• _SET EXERCISE_
Revise the items beginning at the line that has "Trace the outline of every instance of the worn" and ending after the line that has "MULTIPOLYGON (((473 7, 419", replacing "worn book cover" with "faded book cover" and leaving everything else unchanged. Return only those lines.

• _INFORMATION SUPPLIED_
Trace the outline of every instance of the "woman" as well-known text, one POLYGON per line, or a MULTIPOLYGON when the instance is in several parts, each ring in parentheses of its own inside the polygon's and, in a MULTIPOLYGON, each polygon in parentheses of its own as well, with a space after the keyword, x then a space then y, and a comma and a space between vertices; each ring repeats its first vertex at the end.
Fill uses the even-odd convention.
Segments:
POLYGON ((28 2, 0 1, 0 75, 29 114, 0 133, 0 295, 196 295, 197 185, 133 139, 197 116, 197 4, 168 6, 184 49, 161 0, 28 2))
--
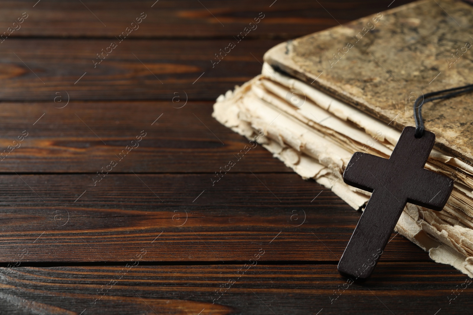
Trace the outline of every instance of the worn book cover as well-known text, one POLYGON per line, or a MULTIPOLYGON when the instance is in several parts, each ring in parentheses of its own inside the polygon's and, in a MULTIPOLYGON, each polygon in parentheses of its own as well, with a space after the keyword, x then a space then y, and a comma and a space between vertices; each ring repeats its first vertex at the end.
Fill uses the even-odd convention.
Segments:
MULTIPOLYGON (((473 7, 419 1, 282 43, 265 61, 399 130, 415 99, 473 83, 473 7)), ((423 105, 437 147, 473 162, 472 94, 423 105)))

• _FINAL RESULT_
Trace the outline of every instance of the faded book cover as well-known text, one POLYGON per line, or a MULTIPOLYGON when the instance is in several parts, each ring in parentheses of its own inside the polygon's and, in a MULTIPOLYGON, each polygon in parentheses of its own as well, with a space after the keyword, x then a space then y, and a comma and a space between vertices; each ring repeats its first vertex at the end.
Fill uses the even-odd convention.
Segments:
MULTIPOLYGON (((473 7, 419 1, 282 43, 265 61, 399 130, 415 99, 473 83, 473 7)), ((423 105, 437 147, 473 162, 472 94, 423 105)))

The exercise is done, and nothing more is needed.